• [Action item]: Write back, word for word, the lines from the one containing "the dog's pink" to the end of the listing below. Include nothing else, and no pictures.

• [Given information]:
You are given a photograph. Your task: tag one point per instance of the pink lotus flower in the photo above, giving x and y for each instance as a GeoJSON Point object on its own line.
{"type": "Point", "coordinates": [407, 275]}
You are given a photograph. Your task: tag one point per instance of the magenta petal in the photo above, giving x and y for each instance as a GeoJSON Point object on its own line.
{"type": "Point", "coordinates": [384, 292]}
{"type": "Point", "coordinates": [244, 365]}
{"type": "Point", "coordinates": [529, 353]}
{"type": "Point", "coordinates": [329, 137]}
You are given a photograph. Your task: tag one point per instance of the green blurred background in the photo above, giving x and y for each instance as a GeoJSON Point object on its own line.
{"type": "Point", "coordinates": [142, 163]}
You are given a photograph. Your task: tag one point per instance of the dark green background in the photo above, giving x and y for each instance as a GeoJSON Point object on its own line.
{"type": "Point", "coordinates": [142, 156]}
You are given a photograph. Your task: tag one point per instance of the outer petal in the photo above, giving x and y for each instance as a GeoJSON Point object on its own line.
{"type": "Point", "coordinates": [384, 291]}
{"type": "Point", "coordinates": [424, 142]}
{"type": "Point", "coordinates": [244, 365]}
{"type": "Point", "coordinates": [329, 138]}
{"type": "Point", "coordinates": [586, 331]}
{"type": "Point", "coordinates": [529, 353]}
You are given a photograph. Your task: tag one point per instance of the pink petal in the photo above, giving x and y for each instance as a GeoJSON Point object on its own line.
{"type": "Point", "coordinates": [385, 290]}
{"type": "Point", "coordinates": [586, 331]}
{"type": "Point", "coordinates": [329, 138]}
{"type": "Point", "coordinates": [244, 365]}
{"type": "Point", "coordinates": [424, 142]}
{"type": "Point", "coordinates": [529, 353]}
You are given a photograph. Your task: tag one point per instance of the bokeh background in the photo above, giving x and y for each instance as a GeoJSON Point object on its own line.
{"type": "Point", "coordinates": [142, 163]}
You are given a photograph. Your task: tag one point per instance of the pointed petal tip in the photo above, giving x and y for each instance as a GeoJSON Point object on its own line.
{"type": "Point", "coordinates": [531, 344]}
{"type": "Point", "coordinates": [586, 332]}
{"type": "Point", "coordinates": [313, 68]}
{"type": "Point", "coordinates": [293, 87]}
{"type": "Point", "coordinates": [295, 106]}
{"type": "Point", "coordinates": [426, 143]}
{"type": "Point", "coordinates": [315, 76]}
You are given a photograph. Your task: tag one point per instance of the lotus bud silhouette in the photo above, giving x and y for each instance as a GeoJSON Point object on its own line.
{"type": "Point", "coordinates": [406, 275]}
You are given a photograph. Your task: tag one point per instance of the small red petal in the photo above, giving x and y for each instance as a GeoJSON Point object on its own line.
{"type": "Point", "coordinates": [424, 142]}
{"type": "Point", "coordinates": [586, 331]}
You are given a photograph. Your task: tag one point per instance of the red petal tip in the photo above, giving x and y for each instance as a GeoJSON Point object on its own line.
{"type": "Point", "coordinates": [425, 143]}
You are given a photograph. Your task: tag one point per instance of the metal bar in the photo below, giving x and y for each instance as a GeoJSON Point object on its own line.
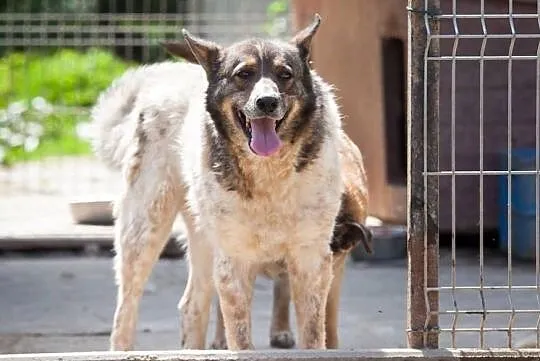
{"type": "Point", "coordinates": [488, 36]}
{"type": "Point", "coordinates": [485, 172]}
{"type": "Point", "coordinates": [477, 288]}
{"type": "Point", "coordinates": [489, 329]}
{"type": "Point", "coordinates": [509, 178]}
{"type": "Point", "coordinates": [293, 355]}
{"type": "Point", "coordinates": [486, 57]}
{"type": "Point", "coordinates": [453, 263]}
{"type": "Point", "coordinates": [537, 181]}
{"type": "Point", "coordinates": [481, 180]}
{"type": "Point", "coordinates": [486, 311]}
{"type": "Point", "coordinates": [422, 122]}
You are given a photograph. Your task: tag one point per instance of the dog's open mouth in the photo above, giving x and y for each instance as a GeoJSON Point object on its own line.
{"type": "Point", "coordinates": [262, 133]}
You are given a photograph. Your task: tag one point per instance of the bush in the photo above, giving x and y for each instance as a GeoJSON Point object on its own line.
{"type": "Point", "coordinates": [44, 101]}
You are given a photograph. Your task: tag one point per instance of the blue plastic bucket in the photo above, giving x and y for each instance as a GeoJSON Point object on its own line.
{"type": "Point", "coordinates": [523, 208]}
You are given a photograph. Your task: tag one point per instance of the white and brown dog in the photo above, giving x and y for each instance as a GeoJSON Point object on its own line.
{"type": "Point", "coordinates": [350, 229]}
{"type": "Point", "coordinates": [246, 147]}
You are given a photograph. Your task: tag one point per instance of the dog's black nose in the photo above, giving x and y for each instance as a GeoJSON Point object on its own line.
{"type": "Point", "coordinates": [267, 104]}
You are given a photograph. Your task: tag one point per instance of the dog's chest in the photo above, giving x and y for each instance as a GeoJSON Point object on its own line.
{"type": "Point", "coordinates": [265, 227]}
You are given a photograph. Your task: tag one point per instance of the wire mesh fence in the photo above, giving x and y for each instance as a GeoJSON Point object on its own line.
{"type": "Point", "coordinates": [57, 55]}
{"type": "Point", "coordinates": [475, 167]}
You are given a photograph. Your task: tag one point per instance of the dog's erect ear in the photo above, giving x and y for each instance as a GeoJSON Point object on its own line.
{"type": "Point", "coordinates": [205, 52]}
{"type": "Point", "coordinates": [359, 232]}
{"type": "Point", "coordinates": [303, 38]}
{"type": "Point", "coordinates": [179, 49]}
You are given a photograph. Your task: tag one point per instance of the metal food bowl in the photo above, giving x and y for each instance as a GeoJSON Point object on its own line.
{"type": "Point", "coordinates": [389, 242]}
{"type": "Point", "coordinates": [94, 212]}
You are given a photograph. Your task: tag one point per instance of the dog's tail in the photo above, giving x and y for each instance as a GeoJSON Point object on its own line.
{"type": "Point", "coordinates": [112, 128]}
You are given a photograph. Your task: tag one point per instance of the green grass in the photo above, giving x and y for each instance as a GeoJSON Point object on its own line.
{"type": "Point", "coordinates": [66, 84]}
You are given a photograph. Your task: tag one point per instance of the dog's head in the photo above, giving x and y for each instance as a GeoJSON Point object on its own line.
{"type": "Point", "coordinates": [257, 89]}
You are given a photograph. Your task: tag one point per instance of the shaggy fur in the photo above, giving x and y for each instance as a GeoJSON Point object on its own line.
{"type": "Point", "coordinates": [349, 230]}
{"type": "Point", "coordinates": [185, 139]}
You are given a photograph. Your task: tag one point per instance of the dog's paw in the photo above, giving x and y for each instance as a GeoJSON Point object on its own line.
{"type": "Point", "coordinates": [219, 344]}
{"type": "Point", "coordinates": [282, 339]}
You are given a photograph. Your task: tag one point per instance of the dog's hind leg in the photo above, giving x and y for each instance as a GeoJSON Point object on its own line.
{"type": "Point", "coordinates": [332, 305]}
{"type": "Point", "coordinates": [310, 276]}
{"type": "Point", "coordinates": [281, 335]}
{"type": "Point", "coordinates": [144, 217]}
{"type": "Point", "coordinates": [194, 306]}
{"type": "Point", "coordinates": [220, 342]}
{"type": "Point", "coordinates": [234, 282]}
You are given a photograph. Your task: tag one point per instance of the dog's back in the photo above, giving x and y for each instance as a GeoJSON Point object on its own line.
{"type": "Point", "coordinates": [164, 87]}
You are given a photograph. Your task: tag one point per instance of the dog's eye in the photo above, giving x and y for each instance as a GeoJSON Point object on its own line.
{"type": "Point", "coordinates": [285, 75]}
{"type": "Point", "coordinates": [244, 74]}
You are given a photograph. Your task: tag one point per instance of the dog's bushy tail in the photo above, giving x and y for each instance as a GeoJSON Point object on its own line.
{"type": "Point", "coordinates": [112, 128]}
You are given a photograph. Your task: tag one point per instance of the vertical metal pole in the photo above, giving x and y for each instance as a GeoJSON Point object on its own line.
{"type": "Point", "coordinates": [422, 191]}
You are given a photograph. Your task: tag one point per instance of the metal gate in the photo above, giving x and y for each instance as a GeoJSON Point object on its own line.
{"type": "Point", "coordinates": [474, 145]}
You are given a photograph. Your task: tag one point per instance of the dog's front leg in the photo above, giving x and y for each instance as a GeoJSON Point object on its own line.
{"type": "Point", "coordinates": [234, 284]}
{"type": "Point", "coordinates": [310, 278]}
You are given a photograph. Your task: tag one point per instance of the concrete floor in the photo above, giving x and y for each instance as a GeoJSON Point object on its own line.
{"type": "Point", "coordinates": [65, 303]}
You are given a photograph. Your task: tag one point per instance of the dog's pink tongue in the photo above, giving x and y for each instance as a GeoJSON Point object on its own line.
{"type": "Point", "coordinates": [264, 139]}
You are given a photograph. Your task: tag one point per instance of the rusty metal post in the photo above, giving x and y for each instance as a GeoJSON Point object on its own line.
{"type": "Point", "coordinates": [422, 190]}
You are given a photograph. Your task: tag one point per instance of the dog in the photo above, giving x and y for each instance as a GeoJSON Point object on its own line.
{"type": "Point", "coordinates": [244, 145]}
{"type": "Point", "coordinates": [350, 229]}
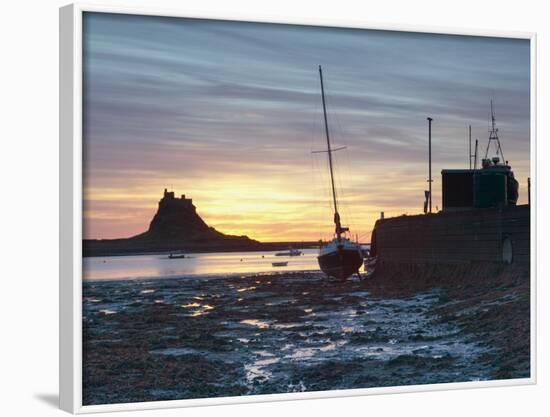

• [The answer]:
You are given a photograph. Your task: tag one point per instance of the dog's pink tongue in the photo above, giving x and y for each instance as a GeoJSON Point object on its own line.
{"type": "Point", "coordinates": [264, 139]}
You are given a photograph. Your task: tag one point per instance of the rusty metal post in the photo above, giving x and y for each instance as a GeoJSON Point object on its own line.
{"type": "Point", "coordinates": [422, 190]}
You are given a photograph. Your task: tag one point per instance of the dog in the photo above, giving x and y for each instance as a GeoJSON Point object on its own line.
{"type": "Point", "coordinates": [244, 145]}
{"type": "Point", "coordinates": [350, 229]}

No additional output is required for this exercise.